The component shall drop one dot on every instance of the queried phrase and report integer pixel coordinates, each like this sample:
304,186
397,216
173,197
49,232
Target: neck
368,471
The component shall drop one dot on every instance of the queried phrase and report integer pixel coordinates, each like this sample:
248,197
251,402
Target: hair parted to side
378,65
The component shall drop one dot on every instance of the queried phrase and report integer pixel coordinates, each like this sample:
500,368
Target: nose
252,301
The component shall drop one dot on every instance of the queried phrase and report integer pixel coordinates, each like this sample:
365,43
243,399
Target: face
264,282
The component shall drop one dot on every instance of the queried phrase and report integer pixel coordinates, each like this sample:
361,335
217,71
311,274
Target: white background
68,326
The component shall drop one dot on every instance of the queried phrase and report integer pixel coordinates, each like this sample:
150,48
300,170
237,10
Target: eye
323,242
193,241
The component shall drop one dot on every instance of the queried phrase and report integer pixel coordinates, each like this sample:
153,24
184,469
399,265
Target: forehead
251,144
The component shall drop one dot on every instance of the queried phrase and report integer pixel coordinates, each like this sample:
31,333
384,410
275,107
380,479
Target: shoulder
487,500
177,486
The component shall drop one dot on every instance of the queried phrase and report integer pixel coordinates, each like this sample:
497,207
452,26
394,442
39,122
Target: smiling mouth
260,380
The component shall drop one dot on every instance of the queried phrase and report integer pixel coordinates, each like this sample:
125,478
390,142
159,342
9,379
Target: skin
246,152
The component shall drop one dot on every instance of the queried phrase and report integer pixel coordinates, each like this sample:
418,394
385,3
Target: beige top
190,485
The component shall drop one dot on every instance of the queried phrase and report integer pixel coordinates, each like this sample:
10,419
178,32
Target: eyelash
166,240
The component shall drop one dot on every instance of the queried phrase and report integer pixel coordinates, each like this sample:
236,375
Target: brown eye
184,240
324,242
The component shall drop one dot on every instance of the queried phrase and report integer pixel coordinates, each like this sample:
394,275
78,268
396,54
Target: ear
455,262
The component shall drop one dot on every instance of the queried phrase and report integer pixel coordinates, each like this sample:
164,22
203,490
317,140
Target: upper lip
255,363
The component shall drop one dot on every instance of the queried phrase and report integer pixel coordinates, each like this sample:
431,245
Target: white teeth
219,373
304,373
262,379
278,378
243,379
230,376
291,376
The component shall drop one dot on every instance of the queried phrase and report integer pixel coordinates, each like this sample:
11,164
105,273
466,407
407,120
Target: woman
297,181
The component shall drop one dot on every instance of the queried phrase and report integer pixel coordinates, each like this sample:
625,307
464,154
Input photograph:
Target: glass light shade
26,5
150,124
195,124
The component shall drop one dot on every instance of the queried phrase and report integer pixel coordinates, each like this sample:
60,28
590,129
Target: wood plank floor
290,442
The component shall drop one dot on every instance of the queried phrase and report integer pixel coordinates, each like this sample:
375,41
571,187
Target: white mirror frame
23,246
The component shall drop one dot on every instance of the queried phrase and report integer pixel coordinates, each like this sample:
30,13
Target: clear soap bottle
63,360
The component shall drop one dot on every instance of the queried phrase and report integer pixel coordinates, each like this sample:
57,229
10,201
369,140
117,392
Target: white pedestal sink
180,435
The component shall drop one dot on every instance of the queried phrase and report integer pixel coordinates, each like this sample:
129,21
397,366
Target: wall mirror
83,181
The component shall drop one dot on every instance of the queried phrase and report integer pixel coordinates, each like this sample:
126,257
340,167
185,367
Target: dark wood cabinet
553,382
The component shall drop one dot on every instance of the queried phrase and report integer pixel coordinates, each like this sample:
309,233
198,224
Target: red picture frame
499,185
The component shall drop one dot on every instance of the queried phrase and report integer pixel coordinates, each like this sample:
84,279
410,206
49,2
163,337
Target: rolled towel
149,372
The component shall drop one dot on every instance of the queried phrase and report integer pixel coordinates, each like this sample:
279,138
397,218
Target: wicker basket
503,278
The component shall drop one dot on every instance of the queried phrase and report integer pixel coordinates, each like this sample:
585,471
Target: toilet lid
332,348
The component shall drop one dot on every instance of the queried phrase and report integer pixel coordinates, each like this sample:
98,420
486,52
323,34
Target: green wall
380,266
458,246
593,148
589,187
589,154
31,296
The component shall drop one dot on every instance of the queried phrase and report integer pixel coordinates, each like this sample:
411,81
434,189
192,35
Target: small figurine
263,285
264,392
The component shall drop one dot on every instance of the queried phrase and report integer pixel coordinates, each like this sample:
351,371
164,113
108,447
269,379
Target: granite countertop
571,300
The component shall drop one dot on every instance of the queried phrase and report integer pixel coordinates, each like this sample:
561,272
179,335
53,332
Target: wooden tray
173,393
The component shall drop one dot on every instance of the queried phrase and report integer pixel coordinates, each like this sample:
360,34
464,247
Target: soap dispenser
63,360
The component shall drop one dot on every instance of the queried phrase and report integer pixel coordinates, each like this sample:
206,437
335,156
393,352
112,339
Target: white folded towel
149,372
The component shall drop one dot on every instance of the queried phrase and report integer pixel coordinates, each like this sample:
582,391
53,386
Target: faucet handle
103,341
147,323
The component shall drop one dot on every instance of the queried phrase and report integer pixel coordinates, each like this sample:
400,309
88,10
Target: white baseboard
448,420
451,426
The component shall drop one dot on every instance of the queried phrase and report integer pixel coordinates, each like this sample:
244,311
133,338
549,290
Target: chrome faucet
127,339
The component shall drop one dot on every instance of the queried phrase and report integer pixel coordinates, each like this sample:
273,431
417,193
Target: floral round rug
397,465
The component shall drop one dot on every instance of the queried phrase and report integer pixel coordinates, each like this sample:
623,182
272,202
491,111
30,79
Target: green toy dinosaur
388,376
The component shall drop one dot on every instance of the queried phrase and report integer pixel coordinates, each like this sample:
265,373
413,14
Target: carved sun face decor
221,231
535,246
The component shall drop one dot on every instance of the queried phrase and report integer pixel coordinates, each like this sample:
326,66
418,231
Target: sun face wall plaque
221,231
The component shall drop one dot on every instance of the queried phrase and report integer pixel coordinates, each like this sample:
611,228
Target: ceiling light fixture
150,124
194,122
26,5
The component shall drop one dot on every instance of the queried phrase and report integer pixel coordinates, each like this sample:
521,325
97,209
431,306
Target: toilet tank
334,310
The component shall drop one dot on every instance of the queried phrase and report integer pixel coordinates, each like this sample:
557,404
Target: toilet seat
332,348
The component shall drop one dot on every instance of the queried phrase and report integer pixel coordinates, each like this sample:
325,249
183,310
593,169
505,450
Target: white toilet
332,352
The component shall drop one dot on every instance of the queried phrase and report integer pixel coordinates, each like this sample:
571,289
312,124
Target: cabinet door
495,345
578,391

*****

- **To be done**
Every line above should be written out again exactly as it stands.

- **Reply to the exercise**
The component shall drop one dot on every instance of the queried phrase and report integer pixel coordinates, each like this sample:
304,186
397,216
173,197
49,232
Target: neck
368,471
The component shall drop one dot on every instance of the queried phrase and report integer pixel coordinates, each like this sample:
248,197
251,402
Target: hair parted to side
378,65
The component shall drop one dot on every instance of the queried phrase and report integer pixel coordinates, each like this sample:
500,368
Target: nose
252,301
The component shall drop one dot on every instance of the queried phrase and report integer pixel coordinates, each like this sample:
365,43
243,399
Target: face
264,282
The component shall drop one dot on every instance of the queried phrase and report integer pixel coordinates, each like this sample:
361,335
217,71
311,274
Target: white background
68,326
The component shall drop one dot on every instance of the queried phrase and report integer pixel coordinates, each like this sample:
150,48
300,170
237,10
Target: eye
323,242
193,241
The component shall drop one dot on every instance of the queried phrase and report integer pixel coordinates, each like this sample:
153,24
184,469
399,265
Target: forehead
251,144
The component shall drop one dot on every instance of the queried phrase and report integer pixel coordinates, each like this sample:
31,333
384,410
275,107
380,479
Target: shoulder
487,500
177,486
The component shall drop one dot on every instance of the queried phrase and report integer pixel coordinates, each like this sample:
497,207
452,26
394,442
39,122
Target: smiling mouth
260,380
The component shall drop one dot on every instance of the queried phrase and report integer pixel coordinates, each like this sample:
125,478
390,142
159,342
9,379
Target: skin
246,152
The component shall drop one dot on every instance of the queried phrase and report integer pixel coordinates, each like this sample:
418,394
385,3
Target: beige top
190,485
The component shall drop one dot on every instance of the queried phrase and report integer pixel coordinates, each like this sample:
10,419
178,32
Target: eyelash
166,240
The component shall drop one dot on every instance of the queried phrase and report integer pixel coordinates, each like this sample:
236,375
Target: brown eye
184,240
324,242
The component shall drop one dot on every instance of the queried phrase and report integer pixel coordinates, each like this sample:
394,275
78,268
396,54
Target: ear
455,262
The component shall drop one dot on every instance of the queried phrase and report integer pixel coordinates, each like this sample:
164,22
203,490
317,140
Target: upper lip
255,363
The component shall drop one dot on every instance of the queried phrase and report integer pixel coordinates, each like this sample:
431,245
Target: white teeth
219,373
304,373
262,379
278,378
243,379
230,376
291,376
The component shall drop one dot on every instance of the queried phrase and report integer pixel coordinates, each like this sample:
11,164
105,273
466,407
407,120
Target: woman
297,181
The component shall drop one dot on every instance of the queried phrase and report integer pixel coordinates, each like this sample:
625,307
464,154
Input photograph:
Target: glass light shade
26,5
150,124
195,124
The component shall drop one dot on every instance of the queried phrase and report integer pixel coordinates, each like this sample:
60,28
590,129
Target: wood plank floor
290,442
The component shall drop one dot on every instance of the queried phrase and report integer pixel coordinates, each like this sample:
375,41
571,187
Target: white mirror frame
23,246
The component shall drop one dot on every instance of the queried phrase and report integer pixel coordinates, each like this sample:
30,13
Target: clear soap bottle
63,360
The component shall drop one dot on every instance of the queried phrase and report integer pixel coordinates, each like this sample:
57,229
10,201
369,140
117,392
Target: white pedestal sink
180,435
The component shall drop one dot on every instance of the queried phrase and report integer pixel coordinates, each like this sample:
129,21
397,366
Target: wall mirror
83,181
The component shall drop one dot on every instance of the queried phrase and report integer pixel coordinates, each like this sample:
126,257
340,167
185,367
Target: dark wood cabinet
553,382
The component shall drop one dot on every instance of the queried phrase and report integer pixel coordinates, each like this sample:
309,233
198,224
Target: red picture frame
499,185
The component shall drop one dot on every instance of the queried phrase and report integer pixel coordinates, each like this sample:
84,279
410,206
49,2
163,337
Target: rolled towel
149,372
The component shall drop one dot on every instance of the queried phrase and report integer pixel coordinates, each like this sample:
279,138
397,218
Target: wicker basket
503,278
The component shall drop one dot on every instance of the queried phrase and report integer pixel coordinates, each like this sample:
585,471
Target: toilet lid
332,348
The component shall drop one dot on every instance of the queried phrase and report integer pixel coordinates, each like this sample:
98,420
486,52
323,34
Target: green wall
380,266
458,246
593,148
589,187
589,154
31,296
The component shall drop one dot on every instance of the queried phrase and report integer pixel coordinates, each like this sample:
411,81
434,189
192,35
Target: small figurine
263,285
264,392
The component shall drop one dot on every instance of the queried phrase and report integer pixel coordinates, each like this sample:
351,371
164,113
108,447
269,379
Target: granite countertop
571,300
The component shall drop one dot on every instance of the queried phrase and report integer pixel coordinates, each like this sample:
561,272
179,335
53,332
Target: wooden tray
173,393
The component shall drop one dot on every instance of the queried phrase and report integer pixel coordinates, each like this sample:
360,34
464,247
Target: soap dispenser
63,360
The component shall drop one dot on every instance of the queried phrase and report integer pixel coordinates, each like this sample:
206,437
335,156
393,352
112,339
Target: white folded towel
149,372
The component shall drop one dot on every instance of the queried phrase and report integer pixel coordinates, each like this sample:
582,391
53,386
Target: faucet handle
103,341
147,323
The component shall drop one dot on every instance of the queried phrase and report integer pixel coordinates, each like this sample:
400,309
88,10
Target: white baseboard
448,420
451,426
The component shall drop one dot on every instance of the queried phrase and report integer pixel coordinates, each like this sample:
244,311
133,338
549,290
Target: chrome faucet
127,339
The component shall drop one dot on every instance of the queried phrase and report integer pixel coordinates, each like this sample:
273,431
417,193
Target: floral round rug
397,465
The component shall drop one dot on every instance of the queried phrase and report integer pixel coordinates, each like this sample:
623,182
272,202
491,111
30,79
Target: green toy dinosaur
388,376
The component shall drop one dot on every instance of the queried phrase and report integer pixel coordinates, each like this sample:
265,373
413,14
Target: carved sun face decor
221,231
535,246
The component shall drop one dot on every instance of the queried phrase and report integer pixel coordinates, each like this sample:
326,66
418,231
Target: sun face wall plaque
221,231
The component shall drop one dot on every instance of the queried phrase and report integer pixel coordinates, each like this sample:
611,228
Target: ceiling light fixture
150,124
194,122
26,5
The component shall drop one dot on every instance of the queried phrase and report integer pixel coordinates, each like this sample:
521,325
97,209
431,306
Target: toilet tank
334,310
The component shall drop one dot on every instance of the queried phrase and report integer pixel coordinates, each like this sample:
557,404
Target: toilet seat
332,348
The component shall drop one dot on every instance of the queried phrase and report integer pixel coordinates, each like this sample:
325,249
183,310
593,169
505,450
Target: white toilet
332,352
The component shall drop one dot on every instance of the queried phrase and report integer pixel coordinates, each like this sample:
571,289
312,124
Target: cabinet door
495,345
578,391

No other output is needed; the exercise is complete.